▸ **Document**
Tessil / ordered-map

C++ hash map and hash set which preserve the order of insertion
MIT License
512 stars 66 forks source link

Add an erase_if function #37

Closed rkaminsk closed 1 year ago

rkaminsk commented 2 years ago

This PR adds an erase_if function to the map that removes all elements that satisfy a predicate. The function preserves the insertion order shifting elements if necessary. It runs in O(n). I think that with the current interface it is only possible to implement something running in O(n^2).

C++20 adds a free-standing erase_if function for maps. The function here is defined in a similar way.

Tessil commented 2 years ago

Thanks, that would be a useful feature.

I wonder though if there isn't a problem in the code where the last bucket is never cleared. If I do:

tsl::ordered_map<int, int> map{{1, 1}, {0, 2}};
erase_if(map, [](value_type &x) { return x.second == 2; });

The value {0, 2} is removed from m_values but the corresponding bucket_entry is never cleared or am I missing something?

rkaminsk commented 2 years ago

I wonder though if there isn't a problem in the code where the last bucket is never cleared.

You are right. I'll provide a fix.

Tessil commented 2 years ago

Thanks for the update.

It seems also that no backward shift is done on erasure (see the already existing erase functions in ordered-map or https://codecapsule.com/2013/11/17/robin-hood-hashing-backward-shift-deletion/). After erasing the elements, the remaining ones could not be at their ideal location anymore and the find could fail.

Example:

  using value_type = tsl::ordered_map<int, int>::value_type;
  tsl::ordered_map<int, int> map{{0, 2}, {16, 2}, {24, 2}, {5, 5},
                                 {6, 2}, {7, 7},  {8, 8},  {9, 9}};
  erase_if(map, [](value_type& x) { return x.second == 2; });

  BOOST_CHECK(map.at(5) == 5);
  BOOST_CHECK(map.at(7) == 7);
  BOOST_CHECK(map.at(8) == 8);
  BOOST_CHECK(map.at(9) == 9);
rkaminsk commented 2 years ago

It seems also that no backward shift is done on erasure.

[Segmentation labeling items]
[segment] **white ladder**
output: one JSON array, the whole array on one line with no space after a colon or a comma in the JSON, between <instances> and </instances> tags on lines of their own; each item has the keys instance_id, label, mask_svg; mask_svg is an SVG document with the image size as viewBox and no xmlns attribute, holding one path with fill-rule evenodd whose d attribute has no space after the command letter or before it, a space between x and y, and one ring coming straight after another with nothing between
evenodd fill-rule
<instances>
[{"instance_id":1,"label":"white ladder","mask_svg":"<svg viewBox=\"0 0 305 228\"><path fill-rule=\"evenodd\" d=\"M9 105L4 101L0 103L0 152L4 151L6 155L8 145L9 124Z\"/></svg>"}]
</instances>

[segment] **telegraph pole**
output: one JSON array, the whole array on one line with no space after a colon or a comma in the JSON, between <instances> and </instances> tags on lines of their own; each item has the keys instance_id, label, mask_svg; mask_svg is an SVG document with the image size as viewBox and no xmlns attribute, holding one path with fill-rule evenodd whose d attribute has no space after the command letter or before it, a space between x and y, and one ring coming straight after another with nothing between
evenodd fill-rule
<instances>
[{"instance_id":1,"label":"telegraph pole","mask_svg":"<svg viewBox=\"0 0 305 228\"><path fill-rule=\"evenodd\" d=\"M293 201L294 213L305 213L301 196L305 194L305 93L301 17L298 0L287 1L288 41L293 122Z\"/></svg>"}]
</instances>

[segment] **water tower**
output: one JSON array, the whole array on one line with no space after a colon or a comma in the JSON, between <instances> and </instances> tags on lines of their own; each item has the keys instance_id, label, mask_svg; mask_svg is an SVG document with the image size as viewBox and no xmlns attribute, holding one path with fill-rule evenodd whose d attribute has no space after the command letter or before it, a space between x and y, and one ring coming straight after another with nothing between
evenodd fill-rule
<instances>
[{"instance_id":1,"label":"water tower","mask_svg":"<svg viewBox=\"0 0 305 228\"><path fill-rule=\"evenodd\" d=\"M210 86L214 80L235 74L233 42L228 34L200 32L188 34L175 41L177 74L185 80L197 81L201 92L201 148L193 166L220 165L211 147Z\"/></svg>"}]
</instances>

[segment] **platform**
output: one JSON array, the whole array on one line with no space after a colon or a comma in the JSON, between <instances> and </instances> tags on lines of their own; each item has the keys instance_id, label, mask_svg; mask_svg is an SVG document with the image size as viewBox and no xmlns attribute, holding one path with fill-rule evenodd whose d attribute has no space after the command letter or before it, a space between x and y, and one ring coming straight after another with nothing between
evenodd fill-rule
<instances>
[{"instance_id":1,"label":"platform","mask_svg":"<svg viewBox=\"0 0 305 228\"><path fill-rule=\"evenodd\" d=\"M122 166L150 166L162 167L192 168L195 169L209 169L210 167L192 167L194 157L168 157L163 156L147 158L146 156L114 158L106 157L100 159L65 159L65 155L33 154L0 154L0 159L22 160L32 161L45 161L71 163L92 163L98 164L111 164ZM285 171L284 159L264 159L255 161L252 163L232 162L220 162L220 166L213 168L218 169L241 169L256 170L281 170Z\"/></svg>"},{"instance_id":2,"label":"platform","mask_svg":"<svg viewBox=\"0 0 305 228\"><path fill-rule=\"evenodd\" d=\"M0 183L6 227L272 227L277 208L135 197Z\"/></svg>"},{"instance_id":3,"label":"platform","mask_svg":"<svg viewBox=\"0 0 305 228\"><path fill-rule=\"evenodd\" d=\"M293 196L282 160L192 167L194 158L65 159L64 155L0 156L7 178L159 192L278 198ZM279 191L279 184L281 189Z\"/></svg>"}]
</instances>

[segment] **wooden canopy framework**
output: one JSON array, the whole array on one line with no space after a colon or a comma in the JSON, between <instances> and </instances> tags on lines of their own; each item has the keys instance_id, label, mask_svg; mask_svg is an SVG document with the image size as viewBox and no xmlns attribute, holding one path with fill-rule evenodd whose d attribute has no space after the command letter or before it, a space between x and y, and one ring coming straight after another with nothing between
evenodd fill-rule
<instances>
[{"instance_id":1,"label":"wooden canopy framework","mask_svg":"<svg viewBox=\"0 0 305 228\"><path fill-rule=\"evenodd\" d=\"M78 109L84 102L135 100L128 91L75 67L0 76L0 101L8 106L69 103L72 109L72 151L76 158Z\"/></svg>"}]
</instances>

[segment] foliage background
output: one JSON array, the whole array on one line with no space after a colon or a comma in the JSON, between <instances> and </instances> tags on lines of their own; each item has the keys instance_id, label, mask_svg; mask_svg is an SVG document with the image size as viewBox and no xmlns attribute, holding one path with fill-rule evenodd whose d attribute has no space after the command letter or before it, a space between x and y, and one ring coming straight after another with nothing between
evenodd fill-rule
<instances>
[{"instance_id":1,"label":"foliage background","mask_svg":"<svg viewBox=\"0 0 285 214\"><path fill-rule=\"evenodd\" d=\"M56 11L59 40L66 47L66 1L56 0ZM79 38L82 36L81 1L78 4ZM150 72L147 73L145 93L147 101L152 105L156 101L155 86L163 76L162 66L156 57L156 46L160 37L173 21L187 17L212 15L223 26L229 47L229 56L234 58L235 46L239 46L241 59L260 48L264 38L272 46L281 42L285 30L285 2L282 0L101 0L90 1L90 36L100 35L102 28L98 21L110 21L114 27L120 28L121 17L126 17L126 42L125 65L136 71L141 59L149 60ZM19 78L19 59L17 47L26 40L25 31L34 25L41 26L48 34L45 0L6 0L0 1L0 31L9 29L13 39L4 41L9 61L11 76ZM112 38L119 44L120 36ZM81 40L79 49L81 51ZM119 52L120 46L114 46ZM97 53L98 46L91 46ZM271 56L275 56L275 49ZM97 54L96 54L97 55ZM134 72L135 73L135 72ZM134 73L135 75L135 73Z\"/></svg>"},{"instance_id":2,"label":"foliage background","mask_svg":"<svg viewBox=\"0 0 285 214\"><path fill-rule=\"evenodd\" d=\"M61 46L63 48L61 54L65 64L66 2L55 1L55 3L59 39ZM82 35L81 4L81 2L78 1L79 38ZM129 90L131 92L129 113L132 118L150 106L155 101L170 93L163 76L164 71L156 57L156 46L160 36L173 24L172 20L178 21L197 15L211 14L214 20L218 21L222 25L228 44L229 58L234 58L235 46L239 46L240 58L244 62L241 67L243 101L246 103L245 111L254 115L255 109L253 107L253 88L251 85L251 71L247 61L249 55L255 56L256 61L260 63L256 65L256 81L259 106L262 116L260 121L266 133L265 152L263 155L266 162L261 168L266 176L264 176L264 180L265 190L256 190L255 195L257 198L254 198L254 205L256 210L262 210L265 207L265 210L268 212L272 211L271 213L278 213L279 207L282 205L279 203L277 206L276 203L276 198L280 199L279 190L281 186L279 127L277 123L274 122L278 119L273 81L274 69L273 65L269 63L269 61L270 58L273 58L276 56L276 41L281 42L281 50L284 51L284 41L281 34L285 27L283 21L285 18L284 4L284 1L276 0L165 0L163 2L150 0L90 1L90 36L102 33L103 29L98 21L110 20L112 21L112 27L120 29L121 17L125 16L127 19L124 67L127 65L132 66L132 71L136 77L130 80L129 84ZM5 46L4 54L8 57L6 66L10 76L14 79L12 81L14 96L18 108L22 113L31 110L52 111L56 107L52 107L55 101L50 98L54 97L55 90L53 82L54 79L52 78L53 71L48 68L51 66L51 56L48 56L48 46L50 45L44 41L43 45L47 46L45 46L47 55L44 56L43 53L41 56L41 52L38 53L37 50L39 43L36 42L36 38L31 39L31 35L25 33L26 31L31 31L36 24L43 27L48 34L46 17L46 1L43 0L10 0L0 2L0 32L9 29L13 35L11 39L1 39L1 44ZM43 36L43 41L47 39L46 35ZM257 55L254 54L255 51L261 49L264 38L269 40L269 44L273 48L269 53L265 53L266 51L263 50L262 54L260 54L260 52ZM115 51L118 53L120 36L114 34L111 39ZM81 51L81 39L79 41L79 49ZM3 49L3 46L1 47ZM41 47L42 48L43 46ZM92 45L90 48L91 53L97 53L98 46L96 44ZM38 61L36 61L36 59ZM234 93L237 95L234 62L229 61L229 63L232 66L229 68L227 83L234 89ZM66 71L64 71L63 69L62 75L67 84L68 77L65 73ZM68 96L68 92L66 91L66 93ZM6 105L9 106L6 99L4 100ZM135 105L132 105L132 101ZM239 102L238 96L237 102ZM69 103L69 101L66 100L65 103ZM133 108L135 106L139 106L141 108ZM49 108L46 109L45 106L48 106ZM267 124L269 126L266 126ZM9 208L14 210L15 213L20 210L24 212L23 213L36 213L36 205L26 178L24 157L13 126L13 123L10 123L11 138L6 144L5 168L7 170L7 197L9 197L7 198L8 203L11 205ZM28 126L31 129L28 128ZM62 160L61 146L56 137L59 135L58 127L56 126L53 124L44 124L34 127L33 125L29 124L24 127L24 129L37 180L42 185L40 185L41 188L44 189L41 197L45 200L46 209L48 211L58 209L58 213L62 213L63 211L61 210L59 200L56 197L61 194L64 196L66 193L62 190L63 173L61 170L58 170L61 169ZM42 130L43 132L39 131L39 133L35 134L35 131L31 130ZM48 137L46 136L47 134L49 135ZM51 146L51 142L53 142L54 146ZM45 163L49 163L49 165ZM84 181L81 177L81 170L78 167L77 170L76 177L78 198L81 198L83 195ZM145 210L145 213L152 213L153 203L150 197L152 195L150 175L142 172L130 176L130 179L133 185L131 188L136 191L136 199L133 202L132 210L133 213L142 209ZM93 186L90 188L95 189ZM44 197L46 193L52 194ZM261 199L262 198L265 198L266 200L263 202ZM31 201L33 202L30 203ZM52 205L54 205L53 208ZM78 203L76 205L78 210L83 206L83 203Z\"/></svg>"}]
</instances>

▸ **What the exercise asks**
Resume the erase_if pull request thread above, starting right after its last line.

▸ **Answer below**
Maybe I should have spend some more time looking at the erase function. Just skimmed and though the backward shifting is about the vector. :sloth:

I'll fix this one too and also add a better unit test. I looks like it's just about calling backward_shift as done in erase_value_from_bucket.

rkaminsk commented 2 years ago

The problem should be fixed. I also made sure that the values in the container are passed by const reference to the predicate.

rkaminsk commented 1 year ago

It's been a while. Is there anything else that should be done?

Tessil commented 1 year ago

Note also we may have to think about the strong exception guarantee of this function. What happen if an exception is thrown while we already have cleared some buckets? Would the map be in a undefined state? I have to think a bit about it as it may be quite complicate to achieve the strong exception guarantee.

rkaminsk commented 1 year ago

As long as the value_type is noexcept movable, the function should be nothrow. Otherwise, I don't think that any reasonable guarantees can be given. (Maybe that deleting at the end does not throw either.)

EDIT: The exception specification for the erase function of the vector container can probably serve as guidance:

rkaminsk commented 1 year ago

I have to think a bit about it as it may be quite complicate to achieve the strong exception guarantee.

If you really want to have the strong exception guarantee, one would have to copy the values into a new container if neither the move nor the assignment are nothrow. Since the container is a mixture of an map and a vector, one could avoid this complexity because the vector also does not provide a strong exception guarantee. Maps probably do because neither moves nor assignments are involved.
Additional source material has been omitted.